> Stated problem:
Copy the items exactly as they appear, starting at the line that contains "Reviewer note: make sure every instance of the greenery" and continuing through the end of the items, with that first line included.

> Material provided:

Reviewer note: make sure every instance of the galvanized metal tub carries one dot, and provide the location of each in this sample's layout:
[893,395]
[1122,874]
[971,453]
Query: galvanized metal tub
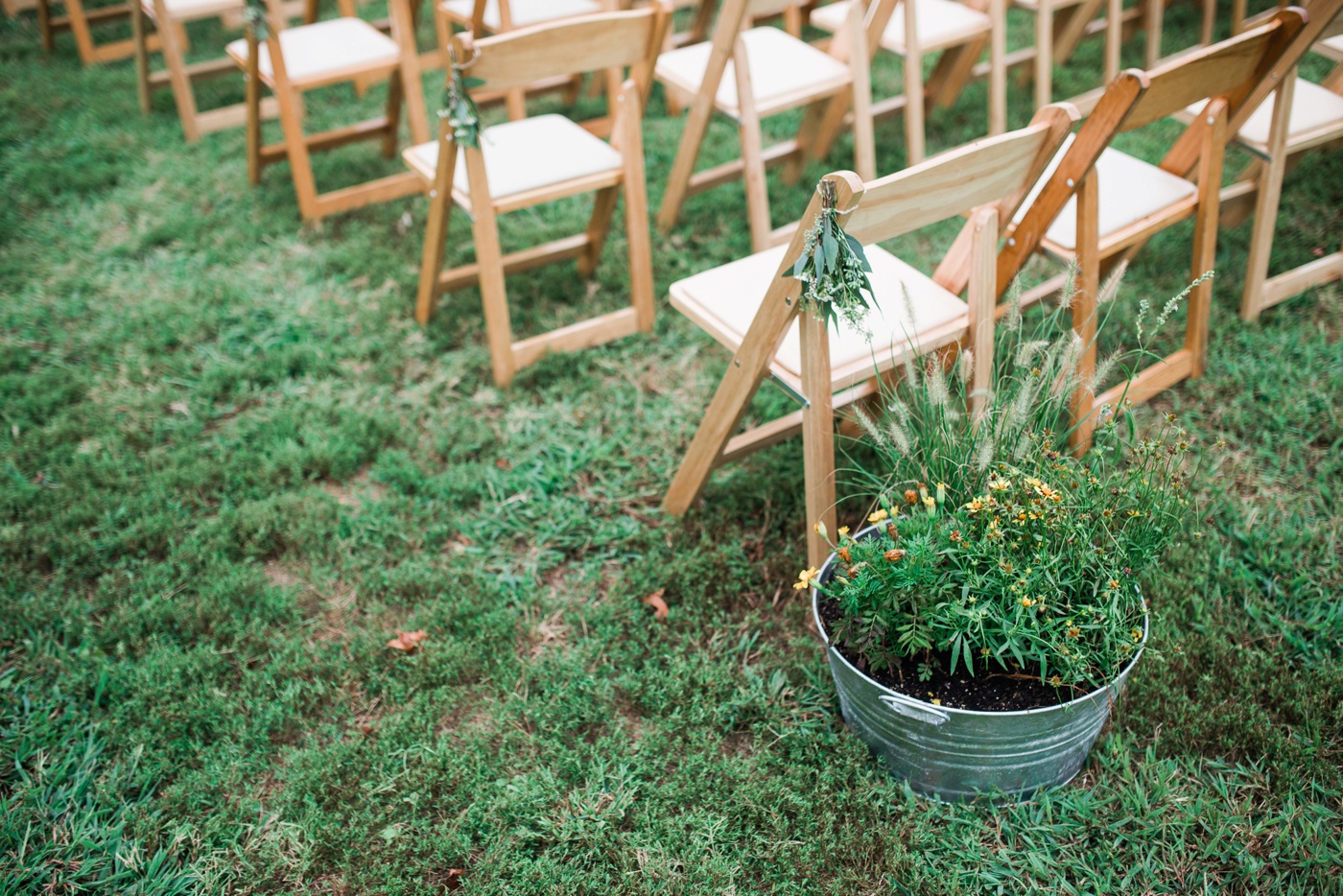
[957,754]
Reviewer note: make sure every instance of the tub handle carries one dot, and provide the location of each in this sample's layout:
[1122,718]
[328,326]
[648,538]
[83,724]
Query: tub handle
[915,710]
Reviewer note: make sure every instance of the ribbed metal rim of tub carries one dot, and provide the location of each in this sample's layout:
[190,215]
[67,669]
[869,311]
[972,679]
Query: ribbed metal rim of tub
[1092,696]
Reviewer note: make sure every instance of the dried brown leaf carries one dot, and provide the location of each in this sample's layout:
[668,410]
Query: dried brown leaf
[660,606]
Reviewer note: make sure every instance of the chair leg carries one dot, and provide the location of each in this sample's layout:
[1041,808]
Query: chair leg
[514,101]
[499,329]
[998,69]
[1114,36]
[432,259]
[1085,306]
[637,212]
[1154,11]
[1271,175]
[818,436]
[600,224]
[183,91]
[1044,56]
[395,97]
[137,35]
[1205,238]
[752,156]
[80,29]
[251,86]
[49,37]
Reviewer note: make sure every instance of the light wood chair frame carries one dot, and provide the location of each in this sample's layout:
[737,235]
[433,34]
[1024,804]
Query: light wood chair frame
[514,101]
[297,145]
[956,62]
[81,24]
[1060,26]
[180,77]
[684,180]
[548,49]
[987,180]
[1237,74]
[1279,156]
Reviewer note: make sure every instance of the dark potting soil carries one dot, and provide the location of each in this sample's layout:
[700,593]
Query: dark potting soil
[991,691]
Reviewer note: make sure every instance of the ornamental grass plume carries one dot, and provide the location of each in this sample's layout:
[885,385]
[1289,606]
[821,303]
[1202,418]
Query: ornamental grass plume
[1021,556]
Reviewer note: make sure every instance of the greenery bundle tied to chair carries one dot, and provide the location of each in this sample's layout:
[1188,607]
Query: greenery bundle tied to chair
[457,106]
[833,268]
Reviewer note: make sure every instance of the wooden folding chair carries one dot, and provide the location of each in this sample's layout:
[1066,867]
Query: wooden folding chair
[913,30]
[1303,116]
[499,16]
[81,23]
[170,19]
[748,74]
[295,60]
[752,306]
[521,164]
[1098,205]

> Final answer:
Reviewer note: make sure every instance of the greenery bundle tied to chair carries one dot, and provide the location of each in this sample's layout:
[1188,607]
Query: greenery bundle tied to chair
[457,106]
[833,268]
Reviewer note: make sure every instance of the wooden folding chair carries one dot, and provide the location of each in this sample's layout:
[1066,867]
Query: wooden folding chair
[913,30]
[1303,116]
[499,16]
[81,23]
[170,19]
[748,74]
[295,60]
[752,306]
[521,164]
[1098,205]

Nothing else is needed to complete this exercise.